Positionspapier der ESG Leipzig

Die Leipziger ESG solidarisiert sich mit den Aktivisti der “letzten Generation” und will die Position der EKD und des Landesbischofs Bilz unterstützen. Das folgende Positionspapier wurde am 27.11.2022 vom Gemeinderat der ESG Leipzig verabschiedet. Wir laden alle ESGn und Kirchengemeinden herzlich ein, sich diesen Text zu eigen zu machen und ihn mit zu unterzeichnen:

Als Studierendengemeinde begrüßen wir ausdrücklich die Einladung einer Sprecherin der „Letzten Generation“ zur Synode der EKD. Unter dem Dach der ESG versammeln sich viele verschiedene fachliche Perspektiven, was einen intensiven Austausch erlaubt und zu angeregten Diskussion führt. Wir sehen dringenden Handlungsbedarf gegen die Klimakatastrophe und freuen uns, dass sich die EKD-Synode erneut mit dem Thema auseinandersetzte und dazu Aimée van Baalen als Sprecherin der „Letzten Generation“ eingeladen hatte. Insbesondere ihrer Rede stimmen wir vollumfänglich zu. (Rede auf der Synode: https://www.youtube.com/watch?v=zR-bF2JA1N0)
Die Dringlichkeit zum Handeln, die van Baalen anmahnt, findet sich auch in den Stimmen aus Wissenschaft und globalen Institutionen: UN-Generalsekretär Guterres sprach auf der COP-27 von der Aussicht auf eine „Klimahölle“, wenn die Welt den aktuellen Weg weiter fortsetzt. Dieses drastische Bild ist basierend auf den aktuellen Ergebnissen des IPCC-Berichts keine Übertreibung. Dabei gilt es zu bedenken, dass der IPCC-Bericht aufgrund des Konsensprinzips die Situation meist eher konservativ einschätzt.
Die jüngste Veröffentlichung des Expertenrats für Klimafragen zum Fortschritt der Bundesrepublik bei der Einhaltung der Ziele des Pariser Klimaabkommens stellt unserer Regierung ein sehr schlechtes Zeugnis aus (https://www.tagesschau.de/inland/innenpolitik/klimaziele-deutschland-expertenrat-101.html,
https://expertenrat-klima.de/content/uploads/2022/11/ERK2022_Zweijahresgutachten.pdf).
Die Ziele für 2030 sind kaum mehr zu erreichen. Umso wichtiger ist es, ein entschlosseneres Handeln für Klimagerechtigkeit einzufordern, damit wir die Lebensgrundlagen zukünftiger Generationen schützen, wie es unser Grundgesetz fordert (Art. 20 a) und auch vom Verfassungsgericht im Urteil vom 24. März 2021 verlangt wurde.

• [Bereitgestelltes Material]:
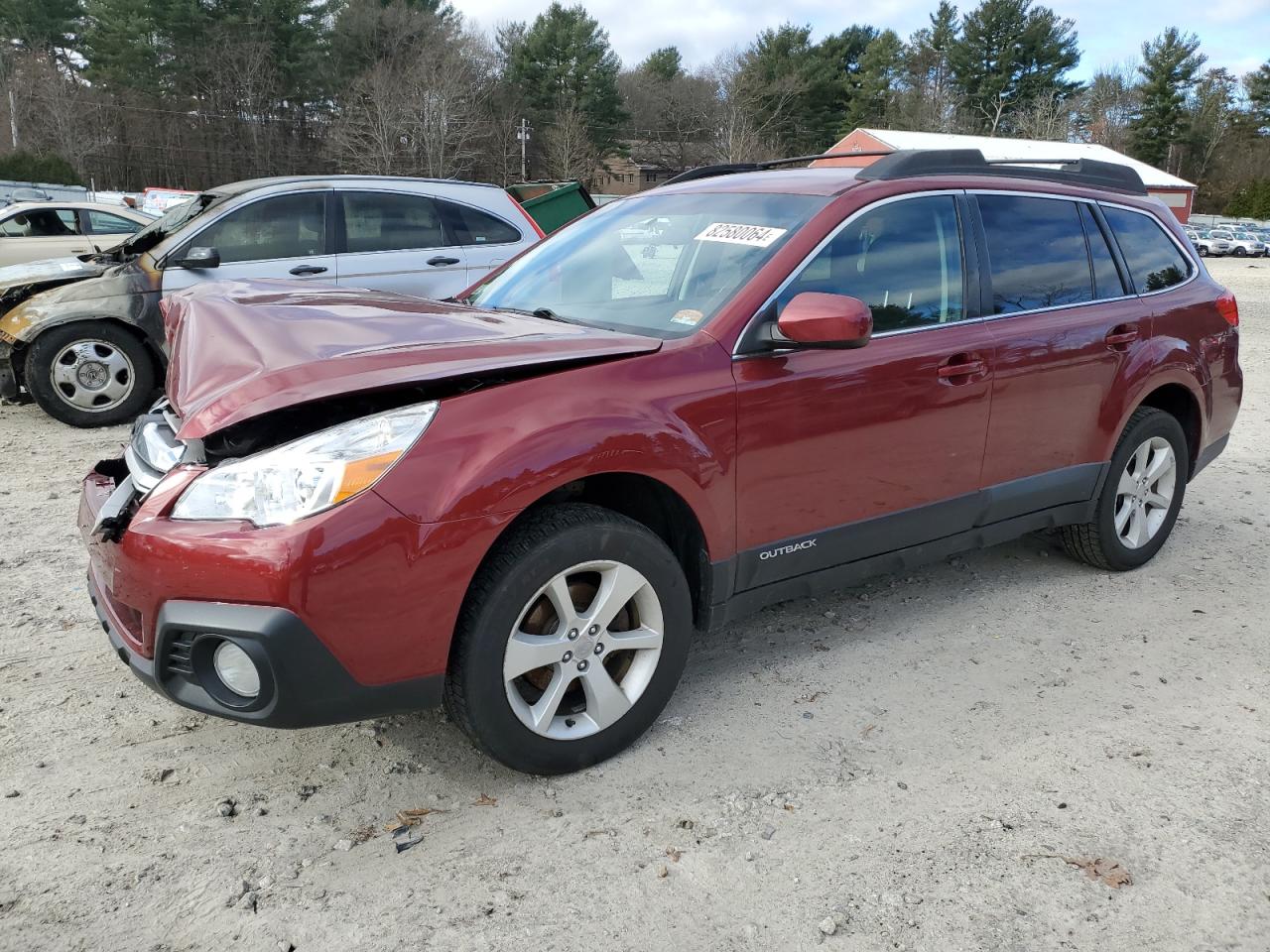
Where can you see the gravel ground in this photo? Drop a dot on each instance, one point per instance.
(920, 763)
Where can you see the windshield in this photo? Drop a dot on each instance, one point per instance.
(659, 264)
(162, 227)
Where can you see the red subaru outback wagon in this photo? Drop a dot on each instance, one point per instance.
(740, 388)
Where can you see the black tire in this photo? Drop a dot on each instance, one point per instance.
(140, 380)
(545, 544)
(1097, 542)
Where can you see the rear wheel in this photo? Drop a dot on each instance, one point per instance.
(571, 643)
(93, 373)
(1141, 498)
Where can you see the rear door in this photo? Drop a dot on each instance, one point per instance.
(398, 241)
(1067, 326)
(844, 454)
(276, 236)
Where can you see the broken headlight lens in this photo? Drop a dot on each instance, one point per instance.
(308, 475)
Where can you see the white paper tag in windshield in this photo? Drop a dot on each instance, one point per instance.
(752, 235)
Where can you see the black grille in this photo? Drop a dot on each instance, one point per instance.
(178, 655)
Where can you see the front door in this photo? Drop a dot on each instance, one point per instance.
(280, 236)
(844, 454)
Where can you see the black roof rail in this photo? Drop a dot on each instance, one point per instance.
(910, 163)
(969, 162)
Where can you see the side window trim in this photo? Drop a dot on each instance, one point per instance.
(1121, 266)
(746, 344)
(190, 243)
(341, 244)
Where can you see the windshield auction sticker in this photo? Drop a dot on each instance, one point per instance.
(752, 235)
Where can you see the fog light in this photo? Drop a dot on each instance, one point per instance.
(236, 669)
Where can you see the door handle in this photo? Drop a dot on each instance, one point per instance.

• [Aufgabenstellung]: Schreibe das Positionspapier der ESG Leipzig zum Klimaschutz im Anschluss an seinen letzten Satz weiter.

• [Ergebnis]:
Es ist gut und dringend notwendig, dass es eine ganze Bandbreite an Aktionsformen gibt, um dieses Handeln einzufordern. Jede Art von Beteiligung und Aktivismus muss dabei aber auch kritisch diskutiert werden. Bedenklich finden wir, dass diese Diskussion bezogen auf die Gruppe „Letzte Generation“ in der Medienöffentlichkeit im Moment sehr einseitig geführt wird und mehr auf Generierung von Empörung gesetzt wird, als auf eine inhaltliche, faktenbasierte Auseinandersetzung. Hier möchten wir als Gegenpol zu den oft gehörten Extremismus-Vorwürfen der Politik kurz auf den Brief der Aktivisti an die Bundesregierung verweisen, der sehr deutlich die rechtlichen und wissenschaftlichen Rahmenbedingungen der aktuellen Lage umreißt und auch deutlich macht, dass die Rechtsverstöße und Störungen sehr bewusst und reflektiert geschahen: https://letztegeneration.de/brief-an-die-bundesregierung/ .

Wir sehen in der Kirche einen Raum, einer respektvollen inhaltlichen Auseinandersetzung Platz und Gehör zu geben, aber auch, eine christliche Perspektive in die Diskussion um Inhalte und Formen mit einzubringen. Christliche Verantwortung ist insbesondere ein Engagement für Frieden, Gerechtigkeit und Bewahrung der Schöpfung. Die Vollversammlung der Bundes-ESG hat dies im Vorfeld der Bundestagswahl 2021 so zusammengefasst:

„Eine Politik, die weiterhin ein profitorientiertes Wirtschaftswachstum an erste Stelle setzt, und damit die Lebensgrundlagen von Menschen und Tieren unwiederbringlich zerstört, ist nicht christlich.
Eine Politik, die den globalen Süden mit der Hauptlast der Klimakatastrophe alleine lässt, ist nicht christlich.
Eine Politik, die unseren nachfolgenden Generationen einen zerstörten Planeten hinterlässt, ist nicht christlich.“
Zitiert aus dem Beschluss der 7. Vollversammlung der Bundes-ESG vom 17.09.2021

Auch wir stehen für friedlichen Protest ein. Erinnert man sich an die Friedliche Revolution, die 1989 aus den Kirchen heraus wuchs, war gerade der Ruf „Keine Gewalt“, immer wieder aus der Kirche in die Menge getragen worden.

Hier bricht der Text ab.